- _REQUIRED ACTIONS_:
a) Answer these questions from the text about Stepan Kachala, one answer per line:
(i) In what year did he become a Greek-Catholic priest?
(ii) Which three vices did he find the peasant guilty of?
(iii) In which years did he head the Ruthenian Club in the Austrian parliament?
b) In the text about Stepan Kachala, condense the paragraph beginning "In the late 1860s Father Stepan made an inquiry" into a short bulleted list that keeps its main facts.

- _TEXT SEGMENT_:

______

Stepan Kachala (Степан Качала, Stefan Kaczała) (1815 – 1888) was a Ukrainian priest politician and writer.

Born in Firlejów near Berezhany (now Lypivka in Rohatyn urban hromada, Ivano-Frankivsk Oblast), he graduated from a gymnasium in Berezhany and then the Lviv seminary. In 1842, he became a Greek-Catholic priest.

In the late 1860s Father Stepan made an inquiry into the causes of the Ukrainian peasants' poverty and then formulated a social program that the Greek Catholic clergy soon adopted. He did not find the roots of the peasant’s poverty where secular investigators have suggested these roots lay: in the
inequitable terms of emancipation, in the transition to a money economy, and in the absence of factory industry to absorb the surplus labor in the countryside. Instead, Father Kachala found the peasant guilty of vices that led to his impoverishment: drunkenness, prodigality, and sloth. As antidotes to these vices, he suggested, among other things, abstinence, thrift, and enterprise.

From 1861, Rev Stepan Kachala was a Ukrainian representative to the Galician Sejm. In 1873-1879 he served as head of the Ruthenian Club (Ukrainian Руський клуб, Polish Klub Ruski) in the Austrian parliament.

______

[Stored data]

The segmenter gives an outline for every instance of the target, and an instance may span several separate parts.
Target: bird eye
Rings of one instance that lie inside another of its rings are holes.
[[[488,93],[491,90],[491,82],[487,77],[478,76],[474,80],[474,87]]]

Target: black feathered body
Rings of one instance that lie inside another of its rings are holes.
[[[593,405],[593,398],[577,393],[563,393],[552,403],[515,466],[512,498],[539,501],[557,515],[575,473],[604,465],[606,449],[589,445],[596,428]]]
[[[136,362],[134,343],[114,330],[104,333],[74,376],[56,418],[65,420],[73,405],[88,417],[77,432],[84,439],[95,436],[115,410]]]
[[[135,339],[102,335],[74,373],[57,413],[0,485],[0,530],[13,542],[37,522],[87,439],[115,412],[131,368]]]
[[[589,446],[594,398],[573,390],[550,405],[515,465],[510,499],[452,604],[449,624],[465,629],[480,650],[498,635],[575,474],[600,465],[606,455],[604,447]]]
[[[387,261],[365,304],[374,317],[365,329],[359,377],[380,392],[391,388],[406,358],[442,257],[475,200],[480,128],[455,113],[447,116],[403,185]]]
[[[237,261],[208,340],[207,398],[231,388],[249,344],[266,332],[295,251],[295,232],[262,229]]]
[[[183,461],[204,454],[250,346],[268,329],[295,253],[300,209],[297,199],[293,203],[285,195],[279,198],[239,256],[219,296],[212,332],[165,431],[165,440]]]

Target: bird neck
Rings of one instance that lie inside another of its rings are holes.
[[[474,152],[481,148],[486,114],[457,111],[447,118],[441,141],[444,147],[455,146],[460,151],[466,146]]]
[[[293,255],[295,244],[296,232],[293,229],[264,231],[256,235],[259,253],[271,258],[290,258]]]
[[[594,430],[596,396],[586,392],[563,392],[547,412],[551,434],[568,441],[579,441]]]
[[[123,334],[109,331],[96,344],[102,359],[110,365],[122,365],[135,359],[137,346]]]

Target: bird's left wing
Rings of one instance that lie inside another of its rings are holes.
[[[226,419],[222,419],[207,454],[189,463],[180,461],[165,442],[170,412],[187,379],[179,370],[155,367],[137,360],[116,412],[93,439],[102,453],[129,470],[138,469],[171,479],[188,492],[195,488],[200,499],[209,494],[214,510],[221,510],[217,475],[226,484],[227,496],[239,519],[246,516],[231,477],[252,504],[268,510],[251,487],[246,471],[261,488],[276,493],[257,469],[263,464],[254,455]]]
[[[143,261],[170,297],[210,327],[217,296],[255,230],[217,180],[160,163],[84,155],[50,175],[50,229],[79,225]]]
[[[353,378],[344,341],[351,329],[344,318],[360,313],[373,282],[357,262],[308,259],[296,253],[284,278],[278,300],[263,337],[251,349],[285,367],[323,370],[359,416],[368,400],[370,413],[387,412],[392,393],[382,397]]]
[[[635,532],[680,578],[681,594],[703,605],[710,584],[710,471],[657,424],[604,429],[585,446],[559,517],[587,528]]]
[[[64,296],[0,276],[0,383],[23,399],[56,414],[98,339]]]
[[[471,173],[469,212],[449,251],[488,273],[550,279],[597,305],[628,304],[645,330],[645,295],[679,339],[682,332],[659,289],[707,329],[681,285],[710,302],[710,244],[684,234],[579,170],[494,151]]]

______

- _RESPONSES IN ORDER_:
a)
(i) 1842
(ii) Drunkenness, prodigality, and sloth
(iii) 1873–1879

b)
- In the late 1860s, Kachala investigated why Ukrainian peasants were poor and drew up a social program, which the Greek Catholic clergy soon adopted.
- He rejected the causes proposed by secular investigators: inequitable terms of emancipation, the shift to a money economy, and the lack of factory industry to absorb surplus rural labor.
- He blamed the peasant's own vices instead: drunkenness, prodigality, and sloth.
- Among his proposed remedies were abstinence, thrift, and enterprise.